- [REGISTROS FORNECIDOS]
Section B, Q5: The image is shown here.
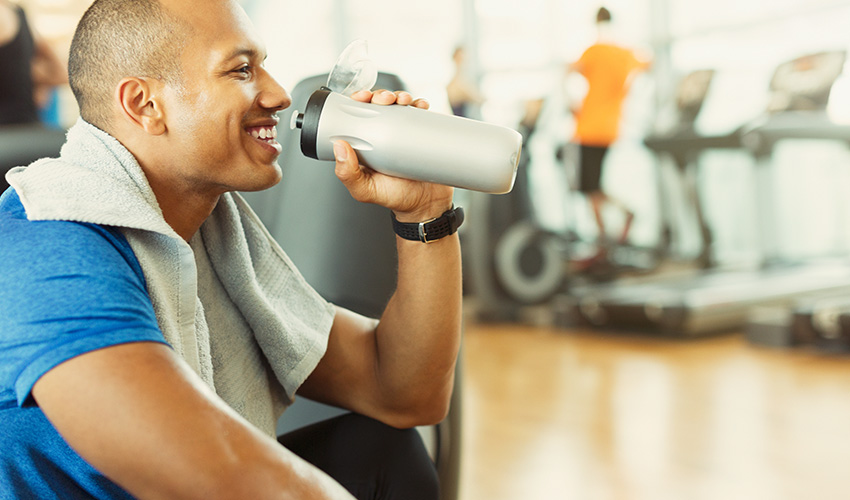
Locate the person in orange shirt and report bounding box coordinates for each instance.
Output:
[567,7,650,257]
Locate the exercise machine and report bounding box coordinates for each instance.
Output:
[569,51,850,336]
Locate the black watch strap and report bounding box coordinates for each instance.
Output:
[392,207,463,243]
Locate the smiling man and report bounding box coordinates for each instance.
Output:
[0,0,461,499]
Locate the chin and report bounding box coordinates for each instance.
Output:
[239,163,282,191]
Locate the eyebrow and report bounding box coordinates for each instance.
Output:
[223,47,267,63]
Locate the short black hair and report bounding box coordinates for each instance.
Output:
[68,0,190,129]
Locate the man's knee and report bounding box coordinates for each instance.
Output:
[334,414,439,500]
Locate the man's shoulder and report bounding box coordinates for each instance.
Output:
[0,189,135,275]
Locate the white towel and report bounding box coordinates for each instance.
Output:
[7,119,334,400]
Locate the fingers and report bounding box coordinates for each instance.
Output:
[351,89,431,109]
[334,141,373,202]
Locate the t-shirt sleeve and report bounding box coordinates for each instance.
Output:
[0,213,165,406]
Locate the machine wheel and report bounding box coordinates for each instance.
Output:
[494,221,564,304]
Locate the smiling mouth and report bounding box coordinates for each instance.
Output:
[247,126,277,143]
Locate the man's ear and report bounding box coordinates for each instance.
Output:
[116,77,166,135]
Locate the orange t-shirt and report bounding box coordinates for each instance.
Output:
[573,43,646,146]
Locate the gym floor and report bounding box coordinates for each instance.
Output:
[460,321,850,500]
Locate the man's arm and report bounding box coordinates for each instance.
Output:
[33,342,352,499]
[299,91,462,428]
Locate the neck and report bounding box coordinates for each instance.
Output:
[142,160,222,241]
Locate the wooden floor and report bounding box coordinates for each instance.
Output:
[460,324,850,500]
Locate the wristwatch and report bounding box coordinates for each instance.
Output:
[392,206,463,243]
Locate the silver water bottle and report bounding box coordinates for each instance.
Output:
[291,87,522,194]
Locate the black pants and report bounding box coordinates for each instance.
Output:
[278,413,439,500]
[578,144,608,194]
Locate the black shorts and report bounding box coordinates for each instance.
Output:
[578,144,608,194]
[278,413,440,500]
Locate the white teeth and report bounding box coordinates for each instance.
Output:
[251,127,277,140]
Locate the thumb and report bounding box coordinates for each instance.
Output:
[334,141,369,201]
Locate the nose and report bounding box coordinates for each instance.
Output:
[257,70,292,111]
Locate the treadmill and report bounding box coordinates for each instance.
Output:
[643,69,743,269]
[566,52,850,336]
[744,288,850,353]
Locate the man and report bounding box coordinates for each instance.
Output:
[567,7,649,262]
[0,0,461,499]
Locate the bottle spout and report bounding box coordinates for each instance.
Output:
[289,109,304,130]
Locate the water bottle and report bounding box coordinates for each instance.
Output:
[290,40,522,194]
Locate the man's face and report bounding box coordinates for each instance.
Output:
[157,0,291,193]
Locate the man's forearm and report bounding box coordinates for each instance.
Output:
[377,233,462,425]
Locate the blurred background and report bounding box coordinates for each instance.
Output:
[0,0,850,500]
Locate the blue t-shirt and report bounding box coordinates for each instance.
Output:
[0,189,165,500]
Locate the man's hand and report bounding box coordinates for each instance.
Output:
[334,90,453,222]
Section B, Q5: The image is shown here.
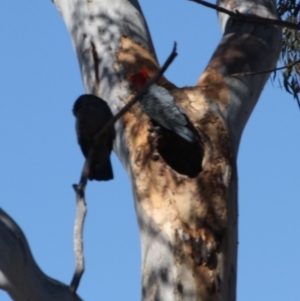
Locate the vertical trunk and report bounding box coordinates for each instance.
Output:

- [ENUNCIADO] Extraia, sem qualquer alteração, as linhas dos registros começando na que contém "Locate the blue" e terminando no final dos registros, com ambas as extremidades incluídas. Deixe as imagens fora da resposta.

- [RESPOSTA DO EXERCÍCIO]
Locate the blue t-shirt and report bounding box coordinates for each instance.
Output:
[0,189,165,500]
Locate the man's hand and report bounding box coordinates for each instance.
Output:
[334,90,453,222]
Section B, Q5: The image is shown here.
Locate the vertical trunk and report bounding box coordinates for each instance.
Output:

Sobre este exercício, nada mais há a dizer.